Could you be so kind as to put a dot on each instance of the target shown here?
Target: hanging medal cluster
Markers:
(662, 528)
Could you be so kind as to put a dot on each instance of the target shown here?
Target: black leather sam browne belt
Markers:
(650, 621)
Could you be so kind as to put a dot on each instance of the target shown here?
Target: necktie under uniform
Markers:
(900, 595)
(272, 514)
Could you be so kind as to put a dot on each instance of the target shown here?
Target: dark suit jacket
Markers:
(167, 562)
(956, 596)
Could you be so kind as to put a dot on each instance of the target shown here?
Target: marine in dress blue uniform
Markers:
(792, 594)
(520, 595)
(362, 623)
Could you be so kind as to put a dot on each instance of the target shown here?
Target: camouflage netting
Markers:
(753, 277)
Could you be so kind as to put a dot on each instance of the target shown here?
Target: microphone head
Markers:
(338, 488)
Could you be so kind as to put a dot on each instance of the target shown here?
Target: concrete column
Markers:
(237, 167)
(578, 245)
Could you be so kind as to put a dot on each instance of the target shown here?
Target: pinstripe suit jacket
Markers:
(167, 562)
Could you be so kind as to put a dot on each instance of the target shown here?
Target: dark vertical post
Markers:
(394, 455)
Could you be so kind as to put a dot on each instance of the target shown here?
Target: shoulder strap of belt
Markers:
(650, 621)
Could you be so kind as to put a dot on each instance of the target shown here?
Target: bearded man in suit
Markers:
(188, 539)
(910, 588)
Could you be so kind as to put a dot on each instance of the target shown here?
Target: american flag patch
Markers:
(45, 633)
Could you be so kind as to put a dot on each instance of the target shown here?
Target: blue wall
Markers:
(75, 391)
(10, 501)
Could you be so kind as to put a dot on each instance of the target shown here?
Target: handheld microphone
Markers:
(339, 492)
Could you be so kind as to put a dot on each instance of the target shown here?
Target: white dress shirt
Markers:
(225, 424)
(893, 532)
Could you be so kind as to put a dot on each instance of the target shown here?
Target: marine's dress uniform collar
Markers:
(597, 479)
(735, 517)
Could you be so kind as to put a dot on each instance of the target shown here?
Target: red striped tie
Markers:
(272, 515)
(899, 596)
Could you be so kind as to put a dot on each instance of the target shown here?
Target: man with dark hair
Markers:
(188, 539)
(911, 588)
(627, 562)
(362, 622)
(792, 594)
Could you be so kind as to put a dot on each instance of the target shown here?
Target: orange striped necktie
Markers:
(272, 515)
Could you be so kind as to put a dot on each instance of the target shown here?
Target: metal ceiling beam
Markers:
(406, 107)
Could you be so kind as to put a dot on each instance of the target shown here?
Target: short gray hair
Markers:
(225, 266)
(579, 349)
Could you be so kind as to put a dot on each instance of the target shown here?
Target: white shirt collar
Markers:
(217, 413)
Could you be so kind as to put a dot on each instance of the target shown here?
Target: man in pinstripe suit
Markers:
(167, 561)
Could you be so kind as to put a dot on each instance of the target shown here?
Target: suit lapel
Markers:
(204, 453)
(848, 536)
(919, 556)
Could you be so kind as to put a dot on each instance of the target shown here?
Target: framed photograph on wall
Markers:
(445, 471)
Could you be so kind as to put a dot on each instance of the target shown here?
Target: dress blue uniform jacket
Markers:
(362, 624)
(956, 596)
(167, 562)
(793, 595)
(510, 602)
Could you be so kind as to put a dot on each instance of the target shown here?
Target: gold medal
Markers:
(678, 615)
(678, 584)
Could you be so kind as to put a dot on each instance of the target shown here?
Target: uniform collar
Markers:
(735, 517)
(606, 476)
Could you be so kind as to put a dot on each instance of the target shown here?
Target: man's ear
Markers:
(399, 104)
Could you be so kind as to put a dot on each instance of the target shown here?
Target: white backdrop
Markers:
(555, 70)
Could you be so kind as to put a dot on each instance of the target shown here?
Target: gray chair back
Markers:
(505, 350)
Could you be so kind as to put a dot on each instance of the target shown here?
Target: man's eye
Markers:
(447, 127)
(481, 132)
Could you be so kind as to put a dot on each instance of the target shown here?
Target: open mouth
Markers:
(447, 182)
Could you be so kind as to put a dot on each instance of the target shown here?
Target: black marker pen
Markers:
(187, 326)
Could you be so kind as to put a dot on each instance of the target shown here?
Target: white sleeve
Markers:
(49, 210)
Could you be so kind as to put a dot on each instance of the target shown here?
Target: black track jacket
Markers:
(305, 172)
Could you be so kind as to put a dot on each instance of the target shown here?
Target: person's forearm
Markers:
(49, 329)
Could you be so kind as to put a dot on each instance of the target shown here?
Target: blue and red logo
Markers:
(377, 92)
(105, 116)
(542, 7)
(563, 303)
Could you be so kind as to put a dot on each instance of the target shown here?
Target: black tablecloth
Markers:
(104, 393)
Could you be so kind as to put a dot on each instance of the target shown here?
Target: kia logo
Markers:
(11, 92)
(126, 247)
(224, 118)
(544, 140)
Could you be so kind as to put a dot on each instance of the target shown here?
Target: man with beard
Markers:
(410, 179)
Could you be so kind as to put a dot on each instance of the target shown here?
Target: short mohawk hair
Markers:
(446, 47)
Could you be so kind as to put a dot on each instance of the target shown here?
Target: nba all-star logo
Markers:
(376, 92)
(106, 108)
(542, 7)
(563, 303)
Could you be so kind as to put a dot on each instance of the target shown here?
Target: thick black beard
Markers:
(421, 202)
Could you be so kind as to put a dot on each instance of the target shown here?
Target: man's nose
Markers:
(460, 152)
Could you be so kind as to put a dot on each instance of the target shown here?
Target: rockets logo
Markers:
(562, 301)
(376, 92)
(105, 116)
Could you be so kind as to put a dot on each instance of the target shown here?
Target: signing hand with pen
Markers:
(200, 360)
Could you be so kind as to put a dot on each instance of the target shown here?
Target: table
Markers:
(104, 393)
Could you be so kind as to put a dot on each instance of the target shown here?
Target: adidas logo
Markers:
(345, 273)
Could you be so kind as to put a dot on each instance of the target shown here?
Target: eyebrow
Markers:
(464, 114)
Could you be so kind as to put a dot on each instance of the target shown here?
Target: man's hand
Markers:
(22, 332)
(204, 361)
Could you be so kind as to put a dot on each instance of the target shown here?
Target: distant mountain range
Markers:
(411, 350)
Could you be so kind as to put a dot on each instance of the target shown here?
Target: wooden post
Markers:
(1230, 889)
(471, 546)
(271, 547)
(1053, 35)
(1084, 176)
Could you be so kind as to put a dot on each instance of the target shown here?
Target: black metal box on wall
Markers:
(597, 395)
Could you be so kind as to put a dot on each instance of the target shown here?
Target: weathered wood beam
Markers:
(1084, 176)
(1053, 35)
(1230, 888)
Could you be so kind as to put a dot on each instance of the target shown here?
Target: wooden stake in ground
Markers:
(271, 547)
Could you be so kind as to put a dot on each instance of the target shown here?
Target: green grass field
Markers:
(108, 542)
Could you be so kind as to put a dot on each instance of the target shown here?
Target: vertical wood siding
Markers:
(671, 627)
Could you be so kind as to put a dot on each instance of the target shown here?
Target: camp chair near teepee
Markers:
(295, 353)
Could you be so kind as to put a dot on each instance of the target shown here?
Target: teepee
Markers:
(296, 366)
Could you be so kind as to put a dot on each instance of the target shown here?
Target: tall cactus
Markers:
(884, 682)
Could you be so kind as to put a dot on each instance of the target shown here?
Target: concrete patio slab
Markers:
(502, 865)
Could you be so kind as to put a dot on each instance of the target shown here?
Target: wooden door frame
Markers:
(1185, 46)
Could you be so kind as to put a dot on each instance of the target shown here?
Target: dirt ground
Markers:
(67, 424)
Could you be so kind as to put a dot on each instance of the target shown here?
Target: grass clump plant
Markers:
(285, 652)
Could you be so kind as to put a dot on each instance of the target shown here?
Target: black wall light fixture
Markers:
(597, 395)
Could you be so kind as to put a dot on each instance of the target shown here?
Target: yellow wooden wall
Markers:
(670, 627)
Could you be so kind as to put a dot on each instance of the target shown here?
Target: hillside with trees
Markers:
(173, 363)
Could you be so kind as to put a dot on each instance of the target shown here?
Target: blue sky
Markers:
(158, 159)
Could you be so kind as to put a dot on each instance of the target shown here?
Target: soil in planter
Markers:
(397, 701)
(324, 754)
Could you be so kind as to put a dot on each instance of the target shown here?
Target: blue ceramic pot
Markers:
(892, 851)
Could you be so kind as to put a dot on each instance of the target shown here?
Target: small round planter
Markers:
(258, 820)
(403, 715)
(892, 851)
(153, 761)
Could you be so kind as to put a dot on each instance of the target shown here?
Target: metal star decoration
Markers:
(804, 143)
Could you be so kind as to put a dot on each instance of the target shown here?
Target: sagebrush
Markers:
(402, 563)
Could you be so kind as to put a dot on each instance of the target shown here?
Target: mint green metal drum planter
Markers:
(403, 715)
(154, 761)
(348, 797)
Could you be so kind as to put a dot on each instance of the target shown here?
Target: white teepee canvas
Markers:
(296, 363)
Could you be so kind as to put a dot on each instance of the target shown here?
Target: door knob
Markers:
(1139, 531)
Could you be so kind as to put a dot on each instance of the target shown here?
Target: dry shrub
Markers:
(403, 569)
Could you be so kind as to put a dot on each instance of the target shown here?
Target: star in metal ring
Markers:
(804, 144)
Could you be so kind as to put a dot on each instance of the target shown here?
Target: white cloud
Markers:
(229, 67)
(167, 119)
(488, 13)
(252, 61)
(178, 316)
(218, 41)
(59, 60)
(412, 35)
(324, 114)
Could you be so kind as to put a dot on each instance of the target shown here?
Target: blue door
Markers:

Task
Pull out each line of the records above that contains the word "blue", and copy every such line in full.

Exercise answer
Target: marine in dress blue uniform
Target: blue wall
Target: dress blue uniform jacket
Target: blue and red logo
Target: blue sky
Target: blue ceramic pot
Target: blue door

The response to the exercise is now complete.